Given task
Which lines in the listing below contain the string "trunk"? Collect and copy each of them, treating uppercase and lowercase as different.

Provided material

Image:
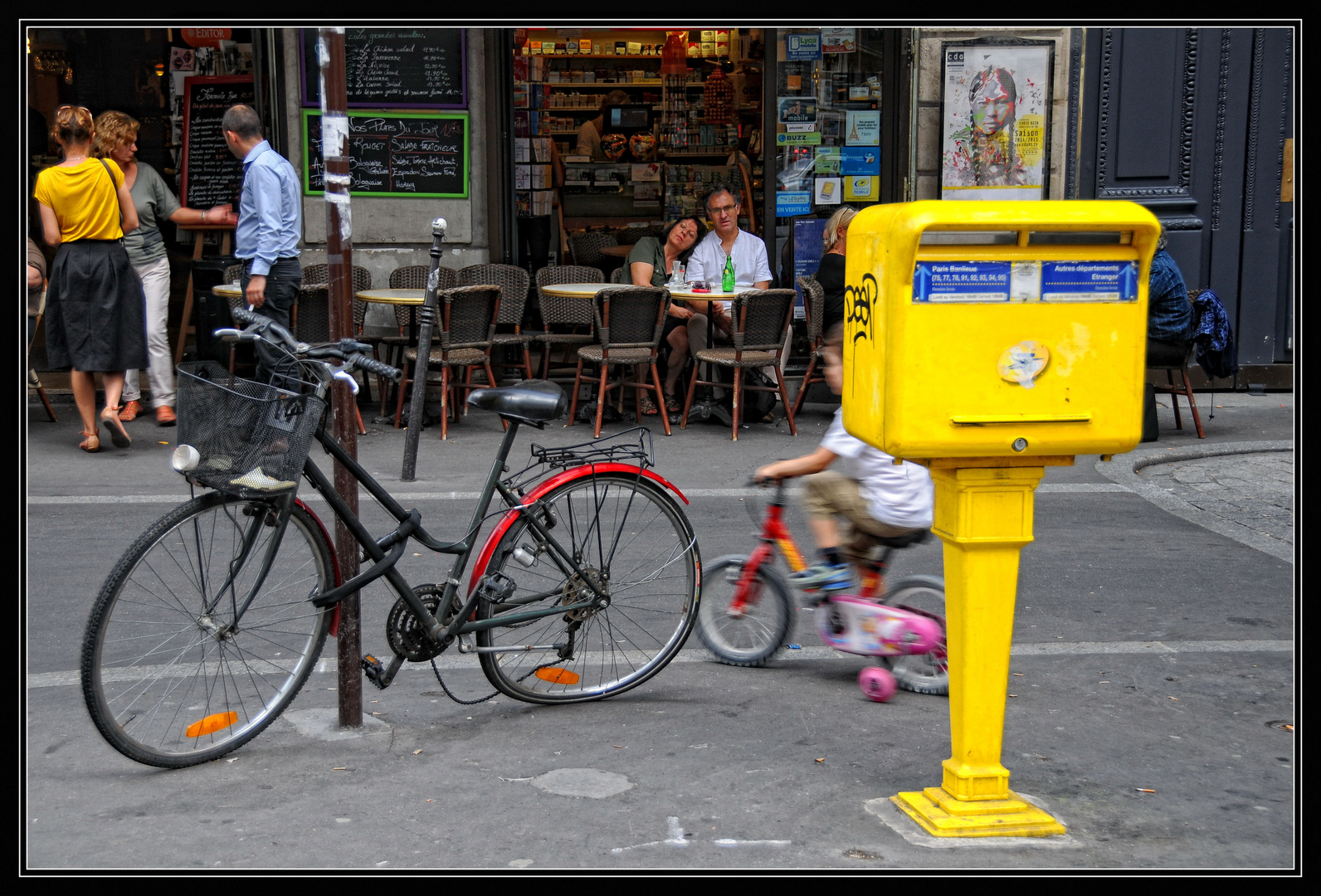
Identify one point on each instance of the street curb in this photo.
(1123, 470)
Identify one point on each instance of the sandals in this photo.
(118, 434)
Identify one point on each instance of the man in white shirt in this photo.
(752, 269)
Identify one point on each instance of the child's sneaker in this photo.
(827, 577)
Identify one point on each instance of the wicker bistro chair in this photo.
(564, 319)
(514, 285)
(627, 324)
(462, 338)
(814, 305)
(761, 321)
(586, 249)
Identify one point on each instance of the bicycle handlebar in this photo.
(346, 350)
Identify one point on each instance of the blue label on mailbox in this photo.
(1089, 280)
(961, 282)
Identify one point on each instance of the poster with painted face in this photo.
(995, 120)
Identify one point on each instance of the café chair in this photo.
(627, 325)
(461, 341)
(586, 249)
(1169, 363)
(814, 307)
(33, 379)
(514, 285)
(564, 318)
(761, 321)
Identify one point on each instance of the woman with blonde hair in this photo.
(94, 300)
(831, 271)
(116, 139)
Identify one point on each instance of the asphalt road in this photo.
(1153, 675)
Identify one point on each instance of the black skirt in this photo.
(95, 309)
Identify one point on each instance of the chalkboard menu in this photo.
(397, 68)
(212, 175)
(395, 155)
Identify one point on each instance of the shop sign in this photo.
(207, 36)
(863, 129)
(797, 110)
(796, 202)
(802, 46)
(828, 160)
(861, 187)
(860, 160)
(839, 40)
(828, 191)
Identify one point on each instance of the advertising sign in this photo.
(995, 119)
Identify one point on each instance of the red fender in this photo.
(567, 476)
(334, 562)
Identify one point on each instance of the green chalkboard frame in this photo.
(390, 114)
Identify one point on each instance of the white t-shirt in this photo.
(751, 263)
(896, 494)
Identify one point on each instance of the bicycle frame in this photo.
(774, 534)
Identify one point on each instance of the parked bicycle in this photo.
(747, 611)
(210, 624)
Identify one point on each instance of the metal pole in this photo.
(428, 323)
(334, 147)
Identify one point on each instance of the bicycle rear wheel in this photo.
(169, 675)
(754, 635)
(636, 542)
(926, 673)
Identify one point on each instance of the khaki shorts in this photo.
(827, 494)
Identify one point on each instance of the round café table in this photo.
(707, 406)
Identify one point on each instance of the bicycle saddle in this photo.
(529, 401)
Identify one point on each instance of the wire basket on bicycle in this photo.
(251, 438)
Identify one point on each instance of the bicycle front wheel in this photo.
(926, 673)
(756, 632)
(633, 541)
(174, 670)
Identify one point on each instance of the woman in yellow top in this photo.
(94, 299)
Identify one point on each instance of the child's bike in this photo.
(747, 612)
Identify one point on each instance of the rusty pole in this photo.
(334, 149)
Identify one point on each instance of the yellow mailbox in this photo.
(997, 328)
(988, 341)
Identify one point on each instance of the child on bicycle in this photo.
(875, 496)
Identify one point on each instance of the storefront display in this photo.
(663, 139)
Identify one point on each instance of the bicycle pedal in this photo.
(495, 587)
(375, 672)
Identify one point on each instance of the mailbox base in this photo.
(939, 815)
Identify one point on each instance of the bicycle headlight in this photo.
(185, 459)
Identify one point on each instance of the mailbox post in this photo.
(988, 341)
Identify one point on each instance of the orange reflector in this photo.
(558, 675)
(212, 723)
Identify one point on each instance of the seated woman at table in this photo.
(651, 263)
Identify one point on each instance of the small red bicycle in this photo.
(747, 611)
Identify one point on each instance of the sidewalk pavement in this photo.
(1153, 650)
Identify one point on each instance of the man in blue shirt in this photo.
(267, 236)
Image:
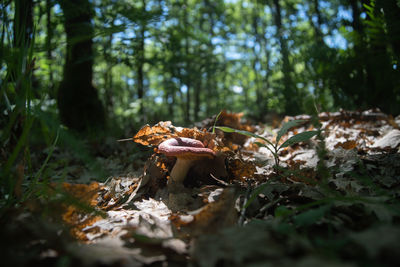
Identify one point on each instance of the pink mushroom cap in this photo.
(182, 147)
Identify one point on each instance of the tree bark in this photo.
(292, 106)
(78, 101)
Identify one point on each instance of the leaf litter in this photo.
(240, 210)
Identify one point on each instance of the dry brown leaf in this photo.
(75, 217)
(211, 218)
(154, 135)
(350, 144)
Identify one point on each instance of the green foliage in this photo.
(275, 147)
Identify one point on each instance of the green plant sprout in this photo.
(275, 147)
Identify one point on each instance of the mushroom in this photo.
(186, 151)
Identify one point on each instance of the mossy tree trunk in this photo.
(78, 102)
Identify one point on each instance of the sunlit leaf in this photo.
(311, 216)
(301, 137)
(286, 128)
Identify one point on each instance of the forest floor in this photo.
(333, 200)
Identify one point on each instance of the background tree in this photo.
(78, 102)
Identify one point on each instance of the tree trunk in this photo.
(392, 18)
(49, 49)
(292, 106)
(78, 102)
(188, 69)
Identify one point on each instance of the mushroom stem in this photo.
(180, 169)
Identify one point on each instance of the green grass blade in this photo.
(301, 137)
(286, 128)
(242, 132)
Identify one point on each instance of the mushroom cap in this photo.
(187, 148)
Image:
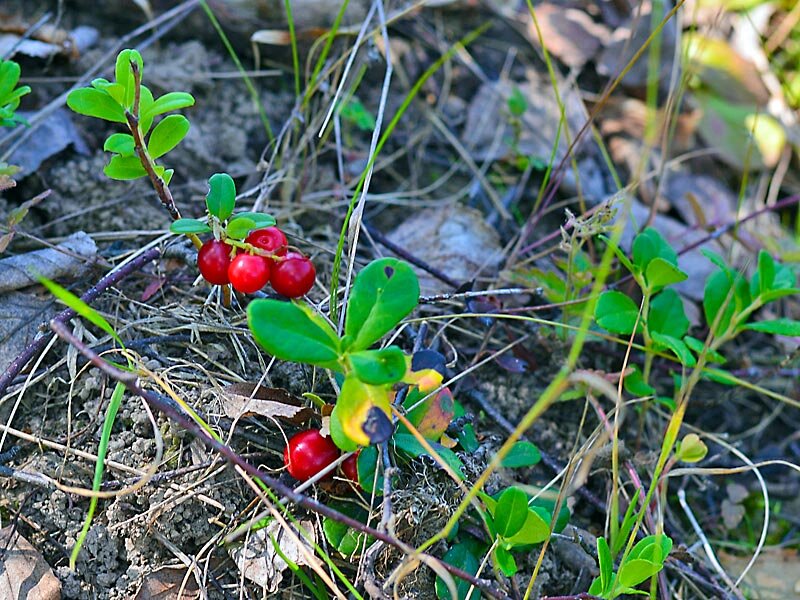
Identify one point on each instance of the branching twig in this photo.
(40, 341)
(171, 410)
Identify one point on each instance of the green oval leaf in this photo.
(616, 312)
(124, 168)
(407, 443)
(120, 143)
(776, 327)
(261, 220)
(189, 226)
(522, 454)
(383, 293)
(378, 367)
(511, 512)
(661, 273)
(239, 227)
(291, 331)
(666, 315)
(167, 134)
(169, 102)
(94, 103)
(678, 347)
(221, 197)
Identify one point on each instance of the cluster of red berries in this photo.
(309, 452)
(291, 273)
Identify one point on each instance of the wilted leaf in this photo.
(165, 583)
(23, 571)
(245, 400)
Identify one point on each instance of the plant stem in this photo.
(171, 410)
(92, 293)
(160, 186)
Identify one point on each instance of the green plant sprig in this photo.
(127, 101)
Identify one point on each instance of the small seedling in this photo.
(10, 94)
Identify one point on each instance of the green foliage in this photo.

--

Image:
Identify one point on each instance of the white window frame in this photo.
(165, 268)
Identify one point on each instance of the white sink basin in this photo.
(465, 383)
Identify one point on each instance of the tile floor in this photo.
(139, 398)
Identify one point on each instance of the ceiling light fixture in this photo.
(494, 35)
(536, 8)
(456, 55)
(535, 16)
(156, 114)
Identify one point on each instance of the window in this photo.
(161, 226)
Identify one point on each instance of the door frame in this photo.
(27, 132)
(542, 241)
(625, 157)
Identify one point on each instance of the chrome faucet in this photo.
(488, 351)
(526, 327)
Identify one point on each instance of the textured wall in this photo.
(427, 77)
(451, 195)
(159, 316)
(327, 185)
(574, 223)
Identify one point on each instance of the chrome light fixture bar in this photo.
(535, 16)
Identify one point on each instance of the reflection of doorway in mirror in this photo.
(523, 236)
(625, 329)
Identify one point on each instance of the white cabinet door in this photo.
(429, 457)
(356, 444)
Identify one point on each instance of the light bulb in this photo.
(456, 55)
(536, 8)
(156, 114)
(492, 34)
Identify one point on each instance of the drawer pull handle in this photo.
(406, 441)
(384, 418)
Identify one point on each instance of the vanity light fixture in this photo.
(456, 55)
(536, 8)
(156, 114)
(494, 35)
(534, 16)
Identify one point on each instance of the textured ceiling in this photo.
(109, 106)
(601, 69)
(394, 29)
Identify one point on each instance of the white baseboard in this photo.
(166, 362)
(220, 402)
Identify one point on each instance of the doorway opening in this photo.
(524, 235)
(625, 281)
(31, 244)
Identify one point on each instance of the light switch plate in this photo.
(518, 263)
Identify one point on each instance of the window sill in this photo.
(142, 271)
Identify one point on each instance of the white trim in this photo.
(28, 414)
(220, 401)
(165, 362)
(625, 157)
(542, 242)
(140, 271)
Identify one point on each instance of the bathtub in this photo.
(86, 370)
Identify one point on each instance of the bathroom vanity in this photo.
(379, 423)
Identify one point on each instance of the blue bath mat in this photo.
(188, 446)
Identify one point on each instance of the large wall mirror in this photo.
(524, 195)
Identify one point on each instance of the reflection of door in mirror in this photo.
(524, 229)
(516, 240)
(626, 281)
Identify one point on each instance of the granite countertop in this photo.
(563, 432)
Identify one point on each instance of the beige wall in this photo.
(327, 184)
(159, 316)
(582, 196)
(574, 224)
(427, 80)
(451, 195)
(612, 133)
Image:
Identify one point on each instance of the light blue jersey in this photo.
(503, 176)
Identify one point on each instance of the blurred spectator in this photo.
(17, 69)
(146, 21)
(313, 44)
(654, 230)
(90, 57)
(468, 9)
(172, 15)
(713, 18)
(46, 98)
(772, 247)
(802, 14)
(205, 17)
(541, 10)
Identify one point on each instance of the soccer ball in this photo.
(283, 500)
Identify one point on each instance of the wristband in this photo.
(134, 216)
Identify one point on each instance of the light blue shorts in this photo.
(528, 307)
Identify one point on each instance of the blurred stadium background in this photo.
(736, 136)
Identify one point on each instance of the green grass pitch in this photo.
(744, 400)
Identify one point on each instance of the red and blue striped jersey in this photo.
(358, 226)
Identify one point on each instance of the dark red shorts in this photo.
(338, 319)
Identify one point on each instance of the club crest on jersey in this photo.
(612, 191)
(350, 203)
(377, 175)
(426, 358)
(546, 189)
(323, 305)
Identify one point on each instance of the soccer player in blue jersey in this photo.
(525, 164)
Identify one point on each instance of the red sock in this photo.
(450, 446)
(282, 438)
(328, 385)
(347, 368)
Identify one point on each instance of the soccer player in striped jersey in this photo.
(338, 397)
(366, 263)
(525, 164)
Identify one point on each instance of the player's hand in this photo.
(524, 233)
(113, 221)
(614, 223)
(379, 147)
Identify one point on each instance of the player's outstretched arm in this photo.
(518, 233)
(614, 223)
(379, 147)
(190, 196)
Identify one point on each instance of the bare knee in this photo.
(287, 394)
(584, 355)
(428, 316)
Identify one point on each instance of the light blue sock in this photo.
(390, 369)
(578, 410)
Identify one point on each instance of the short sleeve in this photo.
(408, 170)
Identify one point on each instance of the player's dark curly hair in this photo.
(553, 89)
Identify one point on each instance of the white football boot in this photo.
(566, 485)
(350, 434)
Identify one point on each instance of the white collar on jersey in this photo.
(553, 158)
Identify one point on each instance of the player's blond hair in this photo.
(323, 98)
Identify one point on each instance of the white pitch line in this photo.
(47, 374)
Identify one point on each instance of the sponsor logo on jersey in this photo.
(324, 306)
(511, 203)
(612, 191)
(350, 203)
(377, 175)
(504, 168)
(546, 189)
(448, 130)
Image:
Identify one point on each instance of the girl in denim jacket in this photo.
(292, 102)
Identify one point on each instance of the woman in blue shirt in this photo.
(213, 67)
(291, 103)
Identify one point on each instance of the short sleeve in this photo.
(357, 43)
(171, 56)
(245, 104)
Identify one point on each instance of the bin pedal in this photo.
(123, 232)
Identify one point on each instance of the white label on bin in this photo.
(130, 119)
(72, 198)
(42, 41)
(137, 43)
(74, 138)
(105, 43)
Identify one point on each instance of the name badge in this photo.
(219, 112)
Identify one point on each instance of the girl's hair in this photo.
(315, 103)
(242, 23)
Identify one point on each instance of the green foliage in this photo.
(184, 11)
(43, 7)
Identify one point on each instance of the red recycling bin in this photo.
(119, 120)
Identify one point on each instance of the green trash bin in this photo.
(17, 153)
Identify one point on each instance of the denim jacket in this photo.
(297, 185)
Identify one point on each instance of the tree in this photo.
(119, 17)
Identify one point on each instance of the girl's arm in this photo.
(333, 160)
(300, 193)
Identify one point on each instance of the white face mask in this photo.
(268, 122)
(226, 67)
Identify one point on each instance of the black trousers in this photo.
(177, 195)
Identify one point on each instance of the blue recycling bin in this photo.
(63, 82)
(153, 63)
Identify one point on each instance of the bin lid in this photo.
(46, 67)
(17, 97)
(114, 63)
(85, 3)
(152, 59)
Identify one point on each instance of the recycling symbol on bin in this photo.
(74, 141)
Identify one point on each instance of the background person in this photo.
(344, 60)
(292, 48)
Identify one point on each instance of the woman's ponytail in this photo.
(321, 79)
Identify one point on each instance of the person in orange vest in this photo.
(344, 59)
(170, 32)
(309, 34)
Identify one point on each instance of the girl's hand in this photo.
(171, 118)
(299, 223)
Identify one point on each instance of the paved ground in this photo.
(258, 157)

--

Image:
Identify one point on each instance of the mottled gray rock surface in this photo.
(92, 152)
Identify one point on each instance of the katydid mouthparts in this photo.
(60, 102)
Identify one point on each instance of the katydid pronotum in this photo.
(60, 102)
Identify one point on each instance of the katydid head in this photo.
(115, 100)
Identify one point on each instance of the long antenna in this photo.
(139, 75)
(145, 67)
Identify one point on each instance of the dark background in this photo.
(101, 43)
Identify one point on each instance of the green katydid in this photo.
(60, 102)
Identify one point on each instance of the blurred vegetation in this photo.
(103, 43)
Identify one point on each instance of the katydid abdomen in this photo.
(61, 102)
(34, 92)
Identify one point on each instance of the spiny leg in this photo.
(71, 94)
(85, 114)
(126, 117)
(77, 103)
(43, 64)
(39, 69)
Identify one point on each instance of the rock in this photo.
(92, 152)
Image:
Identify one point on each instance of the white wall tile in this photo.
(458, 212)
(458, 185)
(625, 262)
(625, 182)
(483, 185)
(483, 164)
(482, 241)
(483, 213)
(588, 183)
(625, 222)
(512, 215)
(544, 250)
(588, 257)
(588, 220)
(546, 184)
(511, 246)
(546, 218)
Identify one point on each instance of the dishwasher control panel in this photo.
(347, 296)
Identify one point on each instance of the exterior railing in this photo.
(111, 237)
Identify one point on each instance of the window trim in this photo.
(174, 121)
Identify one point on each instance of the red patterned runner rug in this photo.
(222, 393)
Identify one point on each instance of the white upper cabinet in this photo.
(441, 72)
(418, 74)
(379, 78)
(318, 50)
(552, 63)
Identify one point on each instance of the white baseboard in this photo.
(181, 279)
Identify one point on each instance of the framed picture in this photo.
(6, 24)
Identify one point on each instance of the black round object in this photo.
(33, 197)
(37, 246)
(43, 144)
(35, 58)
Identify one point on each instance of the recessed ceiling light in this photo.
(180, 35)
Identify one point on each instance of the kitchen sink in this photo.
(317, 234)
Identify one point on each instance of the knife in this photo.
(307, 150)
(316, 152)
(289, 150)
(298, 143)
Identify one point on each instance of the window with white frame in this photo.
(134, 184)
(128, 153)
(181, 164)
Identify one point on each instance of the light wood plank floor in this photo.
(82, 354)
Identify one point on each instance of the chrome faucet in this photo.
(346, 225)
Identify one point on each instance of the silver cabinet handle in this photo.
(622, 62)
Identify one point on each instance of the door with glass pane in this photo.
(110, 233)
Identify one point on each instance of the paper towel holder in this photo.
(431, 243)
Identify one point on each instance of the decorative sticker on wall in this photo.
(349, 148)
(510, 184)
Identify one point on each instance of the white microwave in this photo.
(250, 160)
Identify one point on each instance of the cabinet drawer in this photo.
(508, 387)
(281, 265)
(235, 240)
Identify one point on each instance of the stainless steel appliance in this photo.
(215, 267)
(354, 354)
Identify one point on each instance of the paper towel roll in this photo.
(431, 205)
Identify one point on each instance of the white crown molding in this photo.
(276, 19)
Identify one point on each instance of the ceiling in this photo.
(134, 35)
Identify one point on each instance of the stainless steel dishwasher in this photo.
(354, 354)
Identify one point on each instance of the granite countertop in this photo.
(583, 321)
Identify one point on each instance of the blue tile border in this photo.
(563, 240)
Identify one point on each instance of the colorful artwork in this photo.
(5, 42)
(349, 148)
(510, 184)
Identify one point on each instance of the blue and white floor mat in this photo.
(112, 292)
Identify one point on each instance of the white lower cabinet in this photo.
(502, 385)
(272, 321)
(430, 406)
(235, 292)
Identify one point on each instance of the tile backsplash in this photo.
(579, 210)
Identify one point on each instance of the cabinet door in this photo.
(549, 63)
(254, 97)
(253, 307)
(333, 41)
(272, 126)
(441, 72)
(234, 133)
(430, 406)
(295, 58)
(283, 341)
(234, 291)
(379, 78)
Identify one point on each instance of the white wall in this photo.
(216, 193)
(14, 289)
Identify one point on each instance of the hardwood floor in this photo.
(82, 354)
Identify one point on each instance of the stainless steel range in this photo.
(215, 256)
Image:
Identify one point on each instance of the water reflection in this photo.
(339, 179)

Solution below
Identify one point on each instance of the mossy tree trunk in this photo.
Identify one point on each instance of the tree trunk in this photo.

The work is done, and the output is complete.